Requirement: Report how many lines in the entries below contain the string "roof", treating uppercase and lowercase as different. Give only the number.

Begin Data excerpts

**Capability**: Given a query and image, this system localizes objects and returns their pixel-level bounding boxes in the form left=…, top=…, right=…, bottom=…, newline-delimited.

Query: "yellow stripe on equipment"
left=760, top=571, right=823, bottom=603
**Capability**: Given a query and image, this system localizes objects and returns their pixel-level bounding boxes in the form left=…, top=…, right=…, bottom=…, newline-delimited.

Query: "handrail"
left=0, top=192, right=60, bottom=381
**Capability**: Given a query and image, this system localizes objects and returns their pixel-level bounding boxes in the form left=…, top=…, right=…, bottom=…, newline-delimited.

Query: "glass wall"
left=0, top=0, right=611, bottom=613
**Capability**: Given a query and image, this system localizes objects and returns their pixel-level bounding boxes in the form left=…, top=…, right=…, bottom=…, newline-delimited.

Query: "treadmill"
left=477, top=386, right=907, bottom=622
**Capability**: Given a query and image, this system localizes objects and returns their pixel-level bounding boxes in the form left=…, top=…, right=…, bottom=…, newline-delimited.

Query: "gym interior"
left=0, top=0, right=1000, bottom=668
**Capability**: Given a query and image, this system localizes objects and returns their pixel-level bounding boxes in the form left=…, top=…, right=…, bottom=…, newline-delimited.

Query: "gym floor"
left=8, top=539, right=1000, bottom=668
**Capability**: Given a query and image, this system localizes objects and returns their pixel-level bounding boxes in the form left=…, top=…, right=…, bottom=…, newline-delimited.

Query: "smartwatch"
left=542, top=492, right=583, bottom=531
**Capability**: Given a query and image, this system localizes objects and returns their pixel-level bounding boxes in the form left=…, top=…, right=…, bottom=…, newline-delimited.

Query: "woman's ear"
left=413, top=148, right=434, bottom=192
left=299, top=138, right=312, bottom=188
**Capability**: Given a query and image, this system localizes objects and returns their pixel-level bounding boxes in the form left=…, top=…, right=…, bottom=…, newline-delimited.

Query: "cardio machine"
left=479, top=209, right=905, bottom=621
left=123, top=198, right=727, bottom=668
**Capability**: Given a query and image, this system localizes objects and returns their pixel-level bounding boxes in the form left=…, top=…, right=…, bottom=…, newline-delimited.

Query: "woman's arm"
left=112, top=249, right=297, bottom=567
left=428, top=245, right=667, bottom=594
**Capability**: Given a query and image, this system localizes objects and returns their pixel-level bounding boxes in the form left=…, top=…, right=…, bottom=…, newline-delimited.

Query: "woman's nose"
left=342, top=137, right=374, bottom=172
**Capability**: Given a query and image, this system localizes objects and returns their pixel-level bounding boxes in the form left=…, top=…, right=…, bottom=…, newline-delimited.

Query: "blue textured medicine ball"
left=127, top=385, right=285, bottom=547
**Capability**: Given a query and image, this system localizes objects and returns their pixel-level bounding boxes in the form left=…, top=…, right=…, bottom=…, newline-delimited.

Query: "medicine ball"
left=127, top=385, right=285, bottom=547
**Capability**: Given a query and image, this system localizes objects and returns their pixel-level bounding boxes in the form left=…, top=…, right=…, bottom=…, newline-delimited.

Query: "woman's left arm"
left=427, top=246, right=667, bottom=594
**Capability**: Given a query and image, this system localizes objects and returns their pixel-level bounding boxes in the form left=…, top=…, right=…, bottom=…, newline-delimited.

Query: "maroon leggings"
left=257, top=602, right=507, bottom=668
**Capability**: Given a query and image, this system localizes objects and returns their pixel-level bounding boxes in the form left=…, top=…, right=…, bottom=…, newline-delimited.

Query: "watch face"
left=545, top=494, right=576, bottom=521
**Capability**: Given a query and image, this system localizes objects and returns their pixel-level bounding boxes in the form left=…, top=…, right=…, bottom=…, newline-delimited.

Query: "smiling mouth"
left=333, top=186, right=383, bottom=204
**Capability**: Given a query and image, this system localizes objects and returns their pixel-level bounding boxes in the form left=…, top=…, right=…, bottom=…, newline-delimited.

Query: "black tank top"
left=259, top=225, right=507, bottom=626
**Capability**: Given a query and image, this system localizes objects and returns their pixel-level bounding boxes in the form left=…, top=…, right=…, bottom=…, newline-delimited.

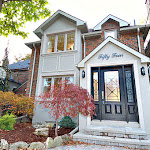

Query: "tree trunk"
left=55, top=119, right=58, bottom=136
left=0, top=0, right=3, bottom=12
left=0, top=106, right=2, bottom=117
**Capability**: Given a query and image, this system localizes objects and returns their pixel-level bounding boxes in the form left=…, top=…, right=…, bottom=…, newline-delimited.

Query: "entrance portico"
left=78, top=37, right=150, bottom=133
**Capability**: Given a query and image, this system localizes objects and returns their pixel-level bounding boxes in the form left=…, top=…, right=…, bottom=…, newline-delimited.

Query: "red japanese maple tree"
left=39, top=80, right=95, bottom=136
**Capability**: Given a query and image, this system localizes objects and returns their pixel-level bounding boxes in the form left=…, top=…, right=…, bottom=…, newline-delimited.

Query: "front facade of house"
left=26, top=10, right=150, bottom=140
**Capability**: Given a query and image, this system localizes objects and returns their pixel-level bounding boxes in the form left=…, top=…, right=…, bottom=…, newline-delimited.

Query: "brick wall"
left=85, top=19, right=145, bottom=56
left=11, top=70, right=29, bottom=84
left=26, top=46, right=40, bottom=97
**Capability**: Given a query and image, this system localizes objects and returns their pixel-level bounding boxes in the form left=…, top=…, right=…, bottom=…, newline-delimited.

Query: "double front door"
left=91, top=65, right=138, bottom=122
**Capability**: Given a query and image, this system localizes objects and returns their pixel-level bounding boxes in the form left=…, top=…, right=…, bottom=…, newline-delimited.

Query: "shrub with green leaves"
left=0, top=113, right=16, bottom=130
left=59, top=116, right=76, bottom=128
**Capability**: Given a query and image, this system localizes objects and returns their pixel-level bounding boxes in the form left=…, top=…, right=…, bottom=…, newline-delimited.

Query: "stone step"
left=73, top=132, right=150, bottom=150
left=91, top=119, right=140, bottom=128
left=83, top=125, right=149, bottom=140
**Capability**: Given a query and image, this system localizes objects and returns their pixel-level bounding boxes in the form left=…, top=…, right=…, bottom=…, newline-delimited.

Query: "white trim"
left=78, top=37, right=150, bottom=68
left=94, top=14, right=129, bottom=30
left=104, top=29, right=117, bottom=39
left=86, top=60, right=145, bottom=129
left=34, top=10, right=85, bottom=33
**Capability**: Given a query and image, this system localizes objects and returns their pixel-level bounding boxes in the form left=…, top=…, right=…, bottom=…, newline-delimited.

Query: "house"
left=26, top=10, right=150, bottom=148
left=8, top=59, right=30, bottom=95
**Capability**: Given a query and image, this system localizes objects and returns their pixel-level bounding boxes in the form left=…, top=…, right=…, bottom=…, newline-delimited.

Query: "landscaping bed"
left=0, top=123, right=72, bottom=143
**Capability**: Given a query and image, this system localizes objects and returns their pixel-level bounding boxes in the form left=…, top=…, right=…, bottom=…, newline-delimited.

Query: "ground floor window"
left=43, top=76, right=74, bottom=92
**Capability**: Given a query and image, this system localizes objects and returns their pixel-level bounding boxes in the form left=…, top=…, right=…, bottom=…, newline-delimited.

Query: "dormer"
left=34, top=10, right=88, bottom=54
left=94, top=14, right=129, bottom=39
left=94, top=14, right=129, bottom=31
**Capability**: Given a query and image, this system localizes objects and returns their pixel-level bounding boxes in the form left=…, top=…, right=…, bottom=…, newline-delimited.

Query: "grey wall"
left=33, top=18, right=82, bottom=123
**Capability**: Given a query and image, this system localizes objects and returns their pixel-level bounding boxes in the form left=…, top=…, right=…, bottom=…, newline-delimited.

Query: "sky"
left=0, top=0, right=147, bottom=65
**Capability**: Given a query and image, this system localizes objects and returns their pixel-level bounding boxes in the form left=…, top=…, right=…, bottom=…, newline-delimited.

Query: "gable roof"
left=78, top=36, right=150, bottom=68
left=8, top=59, right=30, bottom=70
left=94, top=14, right=129, bottom=30
left=34, top=10, right=88, bottom=38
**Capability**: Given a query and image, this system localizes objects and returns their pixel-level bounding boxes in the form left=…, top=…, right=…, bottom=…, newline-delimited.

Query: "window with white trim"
left=43, top=76, right=74, bottom=92
left=104, top=30, right=117, bottom=39
left=47, top=32, right=75, bottom=53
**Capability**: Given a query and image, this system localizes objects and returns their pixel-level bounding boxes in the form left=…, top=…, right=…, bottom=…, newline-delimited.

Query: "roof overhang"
left=34, top=10, right=88, bottom=38
left=94, top=14, right=129, bottom=30
left=77, top=37, right=150, bottom=68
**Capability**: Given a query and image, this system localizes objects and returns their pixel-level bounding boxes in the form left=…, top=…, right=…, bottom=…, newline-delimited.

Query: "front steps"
left=91, top=119, right=140, bottom=128
left=73, top=125, right=150, bottom=150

End Data excerpts

Task answer: 2